> [Page text]
REQUIEM (Delirium, book 3) by Lauren Oliver
Harpercollins, 2013, 432 pages, 9780062014542, Paperback, $9.99
Requiem is the last novel of the Delirium series, but it is by no means my favorite book of the trilogy. It‘s fast paced, but very few of the reader’s questions are answered.
Lauren Oliver once again changes her structural style in this book. The story is split between Lena and her high school friend Hana, who has already gone through the cure and has been matched up with one of the elite in their city. The alternating chapters make for an interesting comparison to Lena’s struggles in the rebellion. Hana’s life is cold and privileged; she spends her time at parties thrown by her soon-to-be husband, who is also a soon-to-be senator. Her life is explained through this quote: “Perfection is a promise, and a reassurance that we are not wrong.” Very soon, Hana reveals that she was the one who reported Lena and Alex to the government because of her intense jealously of their relationship.
Hana goes through a metamorphosis, not only in this book but also during the time when we have not heard anything from her. Her original character was aching for the adventure that Lena found, and she became bitterly jealous to the point of destroying her best friend. It would appear that this world not only takes away romantic love, but it destroys any type of relationship, even friendship. In this final book, we see Hana struggle with her new-found freedom of emotion and her lack of feelings. At the end, however, it is her detachment from her new husband, which allows her to let him die, that makes her seem human.

> [Goal 1] Summarize the review of Requiem in two sentences.
> [Goal 2] Extend the review of Requiem past its last sentence.

> [Available data]
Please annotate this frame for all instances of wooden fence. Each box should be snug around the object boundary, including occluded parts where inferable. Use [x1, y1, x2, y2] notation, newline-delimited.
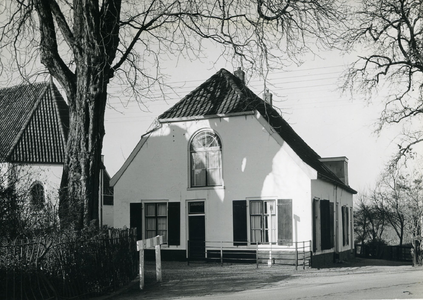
[186, 241, 312, 269]
[0, 229, 138, 299]
[355, 244, 413, 261]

> [Task result 1] Requiem, the last novel in Lauren Oliver's Delirium series, is fast paced but answers very few of the reader's questions, and its chapters alternate between Lena in the rebellion and her cured friend Hana, who is matched with a future senator and reveals that jealousy led her to report Lena and Alex. Hana struggles with both her new freedom of emotion and her lack of feelings, and in the end her detachment from her husband, which lets her allow him to die, is what makes her seem human.

> [Task result 2]
Hana is one of the few who goes through any type of dynamic growth in this book. We finally receive more background about some of the other characters who were introduced in Pandemonium, but there is very little that changes about these characters. Julian, who seemed much stronger in Pandemonium, is ignored, hardly speaks, and is turned into a small child who needs to be taken care of. This can be attributed to Alex’s “reincarnation.” As Lena states, “Over the past week, I’ve accepted that I will never love Julian as much as I loved Alex. But now that idea is overwhelming, like a wall between us. I will never love Julian like I love Alex.” Yet, I still find it hard to believe that this could cause him to have little to no interaction or growth in the novel.
Alex, as well, has completely changed from Delirium, which is not unexpected from his time in the Crypts. If you read the short story written by Oliver about his time there, however, his cold behavior towards Lena is almost unprecedented. “It was a lie. Okay? It was all a lie. Craziness, like they always said. Just forget about it. Forget it ever happened.” It was somewhat disappointing after spending most of Pandemonium hoping that he was still alive only to find that he was, but he was unwilling to fight for Lena at all.
Lena actually spends little of this book struggling over her problems with Alex and Julian, and, instead, focuses on the rebellion.
While I generally dislike love triangles and find them cliché, Oliver skips over the romance almost completely and provides no real resolution. Instead, it’s largely left open for interpretation. I would have preferred it had she had followed through with her plotline instead.
Additionally, there is no way to avoid that this is a series about love, and an ending that does not address the most obvious romantic problems is annoying.
It is refreshing, however, that Lena does put her personal problems aside to deal with the importance of the rebellion. Her love triangle is not the only one, as her mother makes an appearance and they have to meet for the first time. This, too, is almost brushed aside and may leave readers feeling disappointed.
Besides her personal problems, Lena seems to be at the peak of her characterization. She is strong, courageous and does not allow anything to get in the way of the rebellion. She is no longer the weak child who fell in love with Alex, and one has to wonder if they really have anything in common anymore. She isn’t who she once was.
The series ending is ambiguous all around, and we hardly know what happens to any of the characters unless they’ve died. I’ve never, personally, liked those kinds of endings, nor have I met anyone who has, but if you don’t mind the open-endedness, then this series is a good one to read. If you, too, dislike ambiguous endings, however, and tend to throw books like A Handmaid’s Tale across the room when you’re finished, like I did, then you might find the ending of this series a little hard to swallow.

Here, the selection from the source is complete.